WRITTEN REQUEST: Copy everything from the start of the material down to the line containing "117;60;220;135", including both ends. Leave the pictures out of your copy.

═════ RAW DATA

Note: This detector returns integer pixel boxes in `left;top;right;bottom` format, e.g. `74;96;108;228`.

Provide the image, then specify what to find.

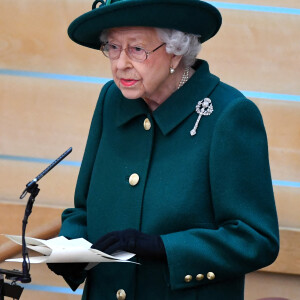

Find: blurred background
0;0;300;300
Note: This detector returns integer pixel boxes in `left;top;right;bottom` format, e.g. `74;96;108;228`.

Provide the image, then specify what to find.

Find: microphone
20;147;72;199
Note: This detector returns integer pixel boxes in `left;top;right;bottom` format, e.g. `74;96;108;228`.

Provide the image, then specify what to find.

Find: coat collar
117;60;220;135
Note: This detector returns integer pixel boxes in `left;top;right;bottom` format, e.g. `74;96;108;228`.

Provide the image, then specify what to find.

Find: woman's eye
108;44;120;51
131;47;144;53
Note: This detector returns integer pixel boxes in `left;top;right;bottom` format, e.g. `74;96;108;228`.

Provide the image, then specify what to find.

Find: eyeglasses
100;43;165;62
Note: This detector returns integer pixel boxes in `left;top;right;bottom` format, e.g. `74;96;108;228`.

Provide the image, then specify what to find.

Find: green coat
60;61;279;300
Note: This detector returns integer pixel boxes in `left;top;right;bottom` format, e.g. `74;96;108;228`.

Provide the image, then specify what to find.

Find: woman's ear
171;54;182;69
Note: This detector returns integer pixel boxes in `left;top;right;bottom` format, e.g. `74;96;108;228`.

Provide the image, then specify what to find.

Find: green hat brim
68;0;222;49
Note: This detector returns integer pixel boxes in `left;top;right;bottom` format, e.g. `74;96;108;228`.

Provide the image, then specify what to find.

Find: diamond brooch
190;98;214;136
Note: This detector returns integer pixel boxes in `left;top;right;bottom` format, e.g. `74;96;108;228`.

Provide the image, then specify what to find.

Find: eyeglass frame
100;42;166;62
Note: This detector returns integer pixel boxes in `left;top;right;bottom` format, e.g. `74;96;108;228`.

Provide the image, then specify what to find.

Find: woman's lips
120;78;138;87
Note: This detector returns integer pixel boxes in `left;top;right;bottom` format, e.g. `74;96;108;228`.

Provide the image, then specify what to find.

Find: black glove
47;263;87;277
91;229;167;261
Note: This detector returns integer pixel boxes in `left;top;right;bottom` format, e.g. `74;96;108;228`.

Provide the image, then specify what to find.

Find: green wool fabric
60;61;279;300
68;0;222;50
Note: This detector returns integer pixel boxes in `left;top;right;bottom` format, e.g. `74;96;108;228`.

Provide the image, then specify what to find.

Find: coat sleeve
59;81;112;290
162;99;279;290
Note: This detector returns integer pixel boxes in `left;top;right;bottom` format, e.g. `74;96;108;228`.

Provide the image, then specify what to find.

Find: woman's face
107;27;180;103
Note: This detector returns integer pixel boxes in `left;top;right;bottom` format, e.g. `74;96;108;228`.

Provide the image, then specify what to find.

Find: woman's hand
91;229;167;261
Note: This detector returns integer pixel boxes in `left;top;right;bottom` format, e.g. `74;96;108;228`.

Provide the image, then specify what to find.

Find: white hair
100;28;201;67
156;28;201;67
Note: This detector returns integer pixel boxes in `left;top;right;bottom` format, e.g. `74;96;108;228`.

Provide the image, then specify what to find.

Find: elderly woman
49;0;278;300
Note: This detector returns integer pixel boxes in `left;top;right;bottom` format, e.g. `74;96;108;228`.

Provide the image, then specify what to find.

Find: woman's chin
121;88;143;100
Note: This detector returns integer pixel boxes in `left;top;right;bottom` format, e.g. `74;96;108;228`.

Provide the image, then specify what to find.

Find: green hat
68;0;222;49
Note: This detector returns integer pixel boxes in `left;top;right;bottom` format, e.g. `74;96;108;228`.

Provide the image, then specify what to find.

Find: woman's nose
117;50;131;69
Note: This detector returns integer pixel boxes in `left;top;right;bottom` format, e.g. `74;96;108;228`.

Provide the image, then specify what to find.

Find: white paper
5;235;135;270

══════════

OUTPUT FOR THIS TASK:
Note: This detector returns integer pixel boxes in `left;top;right;bottom` format, e.g. `74;96;108;228`.

Provide the image, then specify what to find.


Find: blurred background
0;0;300;300
Note: This detector returns integer pixel boxes in `left;top;right;bottom` format, e.g. `74;96;108;228`.

Provide the image, then specify what to find.

Find: microphone
20;147;72;199
Note: This detector returns integer pixel boxes in `left;top;right;bottom` format, e.g. `74;96;108;228`.

Provide the image, then specify what to find.

Find: coat collar
117;60;220;135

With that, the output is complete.